_DATA EXTRACT_
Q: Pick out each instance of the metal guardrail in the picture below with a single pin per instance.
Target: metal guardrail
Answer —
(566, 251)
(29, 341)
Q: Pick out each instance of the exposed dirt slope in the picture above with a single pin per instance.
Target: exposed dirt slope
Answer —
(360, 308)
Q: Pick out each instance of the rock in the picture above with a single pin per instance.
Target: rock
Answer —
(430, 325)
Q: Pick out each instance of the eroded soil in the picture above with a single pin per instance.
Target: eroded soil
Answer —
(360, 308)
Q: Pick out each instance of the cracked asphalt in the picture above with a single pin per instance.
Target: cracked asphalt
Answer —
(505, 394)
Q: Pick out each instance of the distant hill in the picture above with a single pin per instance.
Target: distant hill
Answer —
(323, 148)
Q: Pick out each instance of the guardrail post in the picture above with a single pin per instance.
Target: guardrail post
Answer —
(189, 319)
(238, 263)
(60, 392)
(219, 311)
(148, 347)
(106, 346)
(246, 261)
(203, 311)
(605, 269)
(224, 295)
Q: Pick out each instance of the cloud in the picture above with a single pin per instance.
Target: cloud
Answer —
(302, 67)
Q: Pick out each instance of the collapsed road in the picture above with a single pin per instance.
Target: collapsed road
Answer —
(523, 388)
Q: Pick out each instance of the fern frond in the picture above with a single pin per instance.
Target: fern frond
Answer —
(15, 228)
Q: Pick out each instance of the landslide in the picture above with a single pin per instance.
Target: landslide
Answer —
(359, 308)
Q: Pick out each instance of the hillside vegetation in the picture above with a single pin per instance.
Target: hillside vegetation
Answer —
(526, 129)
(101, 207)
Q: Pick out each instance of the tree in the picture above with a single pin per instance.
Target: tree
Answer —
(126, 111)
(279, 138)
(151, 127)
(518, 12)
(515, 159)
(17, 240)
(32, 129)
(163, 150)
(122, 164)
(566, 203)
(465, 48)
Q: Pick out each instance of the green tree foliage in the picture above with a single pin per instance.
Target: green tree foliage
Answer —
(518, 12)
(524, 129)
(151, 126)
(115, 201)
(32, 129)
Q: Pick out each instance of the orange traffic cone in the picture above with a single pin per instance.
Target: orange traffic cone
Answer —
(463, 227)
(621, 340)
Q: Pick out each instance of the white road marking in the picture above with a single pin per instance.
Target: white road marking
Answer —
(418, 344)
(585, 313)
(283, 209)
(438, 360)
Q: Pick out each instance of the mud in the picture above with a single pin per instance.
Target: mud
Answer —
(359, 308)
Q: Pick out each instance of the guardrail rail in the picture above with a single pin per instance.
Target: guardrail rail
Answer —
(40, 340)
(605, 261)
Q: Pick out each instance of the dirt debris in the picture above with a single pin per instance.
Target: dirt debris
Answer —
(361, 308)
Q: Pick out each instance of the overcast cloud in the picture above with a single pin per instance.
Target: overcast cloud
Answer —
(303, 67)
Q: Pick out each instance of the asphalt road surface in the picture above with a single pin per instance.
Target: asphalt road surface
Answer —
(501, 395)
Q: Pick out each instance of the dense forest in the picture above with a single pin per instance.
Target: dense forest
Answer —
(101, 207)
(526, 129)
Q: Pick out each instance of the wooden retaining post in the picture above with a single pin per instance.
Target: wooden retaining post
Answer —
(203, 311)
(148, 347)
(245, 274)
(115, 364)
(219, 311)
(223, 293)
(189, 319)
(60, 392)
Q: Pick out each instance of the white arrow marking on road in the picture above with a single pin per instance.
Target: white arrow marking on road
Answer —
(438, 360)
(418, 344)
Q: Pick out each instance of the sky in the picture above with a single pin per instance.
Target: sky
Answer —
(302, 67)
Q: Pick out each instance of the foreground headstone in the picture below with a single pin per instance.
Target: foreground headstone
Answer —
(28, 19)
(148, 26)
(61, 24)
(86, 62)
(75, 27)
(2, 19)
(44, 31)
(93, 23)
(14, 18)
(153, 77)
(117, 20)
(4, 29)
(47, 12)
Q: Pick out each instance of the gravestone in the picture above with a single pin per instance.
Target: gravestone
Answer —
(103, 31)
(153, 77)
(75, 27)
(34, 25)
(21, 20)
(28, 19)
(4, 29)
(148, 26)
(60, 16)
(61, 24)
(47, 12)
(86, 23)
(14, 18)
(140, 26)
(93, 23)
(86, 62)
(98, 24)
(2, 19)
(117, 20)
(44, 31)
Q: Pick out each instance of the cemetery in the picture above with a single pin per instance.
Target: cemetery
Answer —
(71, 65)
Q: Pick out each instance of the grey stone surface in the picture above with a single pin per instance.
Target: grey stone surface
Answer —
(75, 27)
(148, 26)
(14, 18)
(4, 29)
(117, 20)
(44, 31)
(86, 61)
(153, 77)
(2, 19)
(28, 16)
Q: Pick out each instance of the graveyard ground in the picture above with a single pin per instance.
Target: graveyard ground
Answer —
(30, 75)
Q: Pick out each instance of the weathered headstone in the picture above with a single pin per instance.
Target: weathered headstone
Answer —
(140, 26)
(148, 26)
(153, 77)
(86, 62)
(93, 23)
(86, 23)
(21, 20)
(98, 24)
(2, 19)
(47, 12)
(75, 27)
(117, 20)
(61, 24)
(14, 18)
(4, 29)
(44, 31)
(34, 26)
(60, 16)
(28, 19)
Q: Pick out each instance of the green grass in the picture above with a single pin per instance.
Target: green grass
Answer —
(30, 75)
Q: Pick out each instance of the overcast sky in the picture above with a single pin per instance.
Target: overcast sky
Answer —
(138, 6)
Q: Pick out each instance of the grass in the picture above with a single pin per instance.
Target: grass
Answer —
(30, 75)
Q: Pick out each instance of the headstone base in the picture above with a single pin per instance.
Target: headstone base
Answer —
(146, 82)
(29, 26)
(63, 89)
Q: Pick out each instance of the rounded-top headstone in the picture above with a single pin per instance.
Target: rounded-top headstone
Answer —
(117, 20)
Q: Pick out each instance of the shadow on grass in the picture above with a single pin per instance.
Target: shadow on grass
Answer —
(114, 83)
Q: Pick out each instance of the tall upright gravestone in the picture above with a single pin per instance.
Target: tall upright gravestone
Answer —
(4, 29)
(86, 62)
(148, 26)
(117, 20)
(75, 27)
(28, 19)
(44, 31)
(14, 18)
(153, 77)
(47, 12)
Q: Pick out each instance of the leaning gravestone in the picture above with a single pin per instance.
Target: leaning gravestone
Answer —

_WHAT IS ASKED_
Extract every entry in the listing word for word.

_ANSWER BELOW_
Q: Pick out each instance of the metal guardrail in the picture below with a single pin per instance.
Target: metal guardrail
Answer —
(566, 251)
(29, 341)
Q: Pick out each instance of the exposed dirt slope in the picture above with a single pin per instance.
Target: exposed dirt slope
Answer —
(360, 308)
Q: Pick out each instance of the rock in the picture above with a single pin per instance.
Target: rock
Answer —
(430, 325)
Q: Pick out each instance of the eroded soil in the picture above with a single pin per instance.
Target: eroded soil
Answer —
(360, 308)
Q: Pick out each instance of the cracked asphalt in the picture above with a single pin per instance.
Target: cracked asphalt
Answer —
(505, 394)
Q: Pick out each instance of the distant hill in the picture above with a single pin per instance.
Target: distant hill
Answer —
(323, 148)
Q: Pick out each instance of the guardrail post in the picture above with a single pin per instance.
Target: guardrail post
Answer —
(189, 319)
(238, 263)
(60, 392)
(219, 311)
(148, 347)
(106, 346)
(246, 261)
(203, 311)
(605, 269)
(224, 295)
Q: Pick out each instance of the cloud in the picture above with a single pin per instance.
Target: cloud
Answer —
(302, 67)
Q: Pick out each instance of the collapsed road in the picture above with a single pin per instance.
Target: collapsed road
Answer —
(523, 388)
Q: Pick out each instance of the fern frond in the picture above with a single pin per instance.
Target: fern frond
Answer —
(15, 228)
Q: Pick out each instance of the landslide in the picture above with a single pin per instance.
Target: landslide
Answer —
(359, 308)
Q: Pick out each instance of the hillside vegetation in the picture above with a single pin per instance.
Target: hillside vegetation
Answer —
(526, 129)
(101, 207)
Q: Pick out each instance of the tree in the picture above with a single pin per instance.
Target: tree
Answer —
(126, 111)
(279, 138)
(151, 127)
(518, 12)
(515, 159)
(17, 240)
(32, 129)
(163, 150)
(122, 164)
(566, 203)
(465, 48)
Q: Pick out each instance of the green tree foliage in the picture above with a single pin per instance.
Target: green tree foliage
Answer —
(518, 12)
(524, 129)
(151, 126)
(115, 201)
(32, 129)
Q: Pick out each instance of the orange traffic cone in the picture above with a single pin per instance.
Target: orange traffic cone
Answer —
(463, 227)
(621, 340)
Q: Pick out each instance of the white road marking in the picture above with a single pin per instance.
Target: white road marking
Answer —
(418, 344)
(585, 313)
(283, 209)
(438, 360)
Q: Pick out each instance of the mud in the picture above with a single pin per instance.
Target: mud
Answer —
(359, 308)
Q: Pick out each instance of the guardrail rail in the picture above with a single pin per instance.
Target: guardrail rail
Answer —
(40, 340)
(605, 261)
Q: Pick out each instance of the dirt debris in the picture above with a single pin per instance.
Target: dirt debris
Answer —
(361, 308)
Q: Pick out each instance of the overcast cloud in the picture above with a single pin per instance.
Target: overcast cloud
Answer —
(303, 67)
Q: Pick out each instance of the asphalt road surface in the picture above with a single pin per instance.
Target: asphalt road surface
Answer —
(501, 395)
Q: Pick out each instance of the dense forest in the picture above with a single pin per instance.
Target: dense forest
Answer —
(101, 207)
(526, 129)
Q: Pick out each instance of the wooden retaining post in the picture above with a single pin per instance.
Target: wooden retaining post
Answer —
(203, 311)
(148, 347)
(245, 274)
(115, 364)
(219, 311)
(223, 293)
(189, 319)
(60, 392)
Q: Pick out each instance of the white arrow marking on road in the picture above with a single pin per instance.
Target: white arrow marking on road
Answer —
(438, 360)
(418, 344)
Q: Pick out each instance of the sky in the picture above with a single pin per instance.
Target: sky
Answer —
(302, 67)
Q: Pick out each instance of the foreground headstone in the picture below with a single pin per instance.
Target: foreground headstone
Answer —
(28, 19)
(148, 26)
(61, 24)
(86, 62)
(75, 27)
(2, 19)
(44, 31)
(93, 23)
(14, 18)
(153, 77)
(117, 20)
(4, 29)
(47, 12)
Q: Pick out each instance of the gravestone in the picture above with a single pin per instance.
Target: gravestone
Answer —
(103, 31)
(153, 77)
(75, 27)
(34, 25)
(21, 20)
(28, 19)
(4, 29)
(148, 26)
(60, 16)
(61, 24)
(47, 12)
(86, 23)
(14, 18)
(140, 26)
(93, 23)
(86, 62)
(98, 24)
(2, 19)
(117, 20)
(44, 31)
Q: Pick out each instance of the cemetery in the picture above with a single pin per instance.
Target: cemetery
Answer —
(71, 65)
Q: Pick out each instance of the grey stone surface in the picture above with a single pin per instance.
Target: grey stone surface
Answer —
(75, 27)
(148, 26)
(14, 18)
(4, 29)
(117, 20)
(44, 31)
(86, 61)
(153, 77)
(2, 19)
(28, 16)
Q: Pick out each instance of the graveyard ground in the picture above with a single pin per instance.
Target: graveyard ground
Answer —
(30, 75)
Q: Pick out each instance of the weathered headstone in the picture above with a single pin per instance.
Target: weathered headstone
Answer —
(140, 26)
(148, 26)
(153, 77)
(86, 62)
(93, 23)
(86, 23)
(21, 20)
(98, 24)
(2, 19)
(47, 12)
(75, 27)
(117, 20)
(61, 24)
(14, 18)
(4, 29)
(44, 31)
(34, 26)
(60, 16)
(28, 19)
Q: Pick out each instance of the green grass in the picture above with a single pin per instance.
Target: green grass
Answer —
(30, 75)
Q: Pick out each instance of the overcast sky in the picture above with a single pin per instance.
Target: overcast sky
Answer —
(138, 6)
Q: Pick out each instance of the grass in the picture above with a single pin per instance.
Target: grass
Answer —
(30, 75)
Q: Pick out each instance of the headstone base in the picture above with a single pin per instance.
Target: headstone base
Answer —
(146, 82)
(29, 26)
(63, 89)
Q: Pick out each instance of the rounded-top headstone in the picture above with a single pin per instance.
Target: rounded-top headstone
Answer —
(117, 20)
Q: Pick out each instance of the shadow on grass in the picture above with a single pin per instance.
Target: shadow on grass
Answer —
(114, 83)
Q: Pick out each instance of the tall upright gravestone in the picture above with a single pin per instance.
Target: tall upright gravestone
Answer —
(4, 29)
(86, 62)
(148, 26)
(117, 20)
(75, 27)
(28, 19)
(44, 31)
(14, 18)
(153, 77)
(47, 12)
Q: Pick out each instance of the leaning gravestone in the picture above with a single pin per instance.
Target: leaning gravestone
Answer —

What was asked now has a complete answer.